Quote every entry word for word.

(Saved entries)
-=-=-

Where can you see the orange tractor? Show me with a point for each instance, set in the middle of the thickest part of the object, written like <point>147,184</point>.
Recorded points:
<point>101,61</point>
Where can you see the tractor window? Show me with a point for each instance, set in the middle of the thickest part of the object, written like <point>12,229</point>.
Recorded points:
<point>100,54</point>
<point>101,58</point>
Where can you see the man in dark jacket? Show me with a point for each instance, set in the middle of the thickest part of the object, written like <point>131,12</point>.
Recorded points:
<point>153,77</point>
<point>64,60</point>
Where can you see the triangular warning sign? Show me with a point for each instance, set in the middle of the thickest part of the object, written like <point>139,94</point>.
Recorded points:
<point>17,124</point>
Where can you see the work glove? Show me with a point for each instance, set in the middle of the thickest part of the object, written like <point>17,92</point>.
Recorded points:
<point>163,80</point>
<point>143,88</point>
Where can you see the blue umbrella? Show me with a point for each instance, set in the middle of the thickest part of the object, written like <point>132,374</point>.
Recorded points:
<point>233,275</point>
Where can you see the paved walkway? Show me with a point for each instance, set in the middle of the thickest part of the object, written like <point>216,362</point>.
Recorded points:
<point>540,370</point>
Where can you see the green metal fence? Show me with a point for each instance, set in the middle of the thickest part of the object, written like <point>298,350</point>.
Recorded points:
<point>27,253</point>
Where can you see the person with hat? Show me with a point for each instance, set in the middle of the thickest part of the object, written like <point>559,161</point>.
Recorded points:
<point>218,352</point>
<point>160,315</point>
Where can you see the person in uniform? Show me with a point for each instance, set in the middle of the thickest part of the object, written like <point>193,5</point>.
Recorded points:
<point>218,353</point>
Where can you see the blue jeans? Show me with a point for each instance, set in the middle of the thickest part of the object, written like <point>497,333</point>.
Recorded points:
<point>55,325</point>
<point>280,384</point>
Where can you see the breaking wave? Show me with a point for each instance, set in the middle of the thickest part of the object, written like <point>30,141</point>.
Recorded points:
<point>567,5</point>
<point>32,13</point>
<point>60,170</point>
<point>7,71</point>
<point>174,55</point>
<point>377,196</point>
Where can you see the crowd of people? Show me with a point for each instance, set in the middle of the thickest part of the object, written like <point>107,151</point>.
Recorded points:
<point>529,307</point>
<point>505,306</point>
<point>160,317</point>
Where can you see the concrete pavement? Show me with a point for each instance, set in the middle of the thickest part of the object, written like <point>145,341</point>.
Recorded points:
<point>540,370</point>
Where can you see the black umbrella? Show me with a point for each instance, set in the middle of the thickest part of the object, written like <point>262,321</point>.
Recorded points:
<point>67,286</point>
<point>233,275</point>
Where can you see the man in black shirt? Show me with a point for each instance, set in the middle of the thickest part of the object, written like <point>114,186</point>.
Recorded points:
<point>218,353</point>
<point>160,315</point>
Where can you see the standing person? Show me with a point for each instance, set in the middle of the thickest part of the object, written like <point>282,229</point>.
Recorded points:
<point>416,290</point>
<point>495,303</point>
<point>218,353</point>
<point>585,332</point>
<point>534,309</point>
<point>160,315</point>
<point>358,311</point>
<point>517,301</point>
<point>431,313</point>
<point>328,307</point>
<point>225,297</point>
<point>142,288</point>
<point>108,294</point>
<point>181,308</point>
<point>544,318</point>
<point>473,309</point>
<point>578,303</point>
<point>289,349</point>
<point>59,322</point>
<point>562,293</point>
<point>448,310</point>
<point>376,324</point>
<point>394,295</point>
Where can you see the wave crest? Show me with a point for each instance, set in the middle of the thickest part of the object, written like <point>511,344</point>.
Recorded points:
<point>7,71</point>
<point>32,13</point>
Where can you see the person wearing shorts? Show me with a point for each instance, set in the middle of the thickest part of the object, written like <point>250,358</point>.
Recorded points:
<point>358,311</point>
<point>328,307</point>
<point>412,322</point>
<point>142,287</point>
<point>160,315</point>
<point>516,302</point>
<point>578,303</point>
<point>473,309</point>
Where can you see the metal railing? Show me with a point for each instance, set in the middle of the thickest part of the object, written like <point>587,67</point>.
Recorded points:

-=-=-

▸ SOLUTION TO THIS TASK:
Where can you see the orange tractor? Show me with a point for each instance, set in the middle of the thickest part of the object, written like <point>147,184</point>.
Recorded points:
<point>101,61</point>
Where can you see the tractor window? Show me with a point for each instance, set in the middle of the thickest part of the object, written like <point>12,229</point>.
Recorded points:
<point>100,54</point>
<point>101,58</point>
Where can you see the man in dark jacket? Show me with a point for each instance, set in the middle of the thickest part of the object, written like <point>131,12</point>.
Recorded points:
<point>153,77</point>
<point>64,60</point>
Where can you see the triangular warning sign? Show me with a point for each instance, set in the middle of the thickest part of the object, written like <point>139,94</point>.
Recorded points:
<point>17,124</point>
Where can you see the work glove? Show me with a point for each instance, set in the middle of the thickest part of the object, written like <point>17,92</point>.
Recorded points:
<point>163,80</point>
<point>143,88</point>
Where can you see the blue umbrella? Show me with a point for each instance, set in the middle of the thickest part of the object, written like <point>132,374</point>.
Recorded points:
<point>233,275</point>
Where can you see the paved walkway? Show me with a point for each instance, set in the middle of the thickest part of the object, written like <point>216,362</point>.
Recorded points:
<point>540,370</point>
Where can you see the green metal fence? Show me with a point for each instance, set in the middle of the thickest part of the object, written like <point>298,350</point>.
Recorded points:
<point>27,253</point>
Where can you see the person with hat? Show me with a point for each instance, set in the middle of the thickest part of the object, written like <point>559,161</point>.
Recorded points:
<point>218,352</point>
<point>160,315</point>
Where can you see the person in uniform? Show me with a point for each instance, set in the middle of the thickest part of the object, written like <point>193,5</point>.
Recorded points:
<point>218,353</point>
Where can you see the blue jeans? Show me with a point for each instance, set in the middle of the thickest part of the object, written like <point>497,333</point>.
Recorded points:
<point>55,325</point>
<point>280,384</point>
Where can you see the breaking wave? Show me with a point for each instance, set in the middle of the thickest part of the object, written like <point>30,141</point>.
Recorded points:
<point>567,5</point>
<point>32,13</point>
<point>60,170</point>
<point>7,71</point>
<point>174,55</point>
<point>377,196</point>
Where can you see the crowd of people? Show me with a point for each instance, set in the middle of the thickest part of the object, written like <point>107,151</point>.
Recorded points:
<point>529,307</point>
<point>505,306</point>
<point>160,317</point>
Where can you see the concrete pavement? Show me with a point for each instance, set in the middle of the thickest part of the object, written like <point>145,341</point>.
Recorded points:
<point>540,370</point>
Where can you see the black umbrella? Show me with a point for each instance, set in the middle of the thickest part of the object, written like <point>262,321</point>.
Recorded points:
<point>67,286</point>
<point>233,275</point>
Where can you see the man in black shirt? Show me with a point for each instance, set in the middle of the thickest part of the object, written like <point>114,186</point>.
Recorded points:
<point>218,353</point>
<point>160,315</point>
Where can you see the standing person? Show me with a point for each instance, set in the middle of the thickest part of the object, written like <point>282,229</point>.
Recorded points:
<point>416,290</point>
<point>495,303</point>
<point>218,353</point>
<point>585,332</point>
<point>534,309</point>
<point>160,315</point>
<point>358,311</point>
<point>517,301</point>
<point>431,313</point>
<point>328,307</point>
<point>225,297</point>
<point>142,288</point>
<point>108,294</point>
<point>181,308</point>
<point>544,318</point>
<point>473,309</point>
<point>578,303</point>
<point>289,349</point>
<point>59,322</point>
<point>562,293</point>
<point>448,310</point>
<point>376,324</point>
<point>394,295</point>
Where can you see the wave crest? Show me with a point for each instance, set in the middle of the thickest part of the object, written like <point>511,344</point>.
Recorded points:
<point>7,71</point>
<point>32,13</point>
Where can you see the person wearing shorts? Show me with a point for each instance, set in the middle of the thickest part of the object, written like <point>250,358</point>.
Recorded points:
<point>358,311</point>
<point>328,307</point>
<point>412,322</point>
<point>142,287</point>
<point>160,315</point>
<point>516,302</point>
<point>578,303</point>
<point>473,309</point>
Where can you see the metal railing? Show me with a point for each instance, set in the middle of the thickest part of the object, written like <point>587,67</point>.
Recorded points:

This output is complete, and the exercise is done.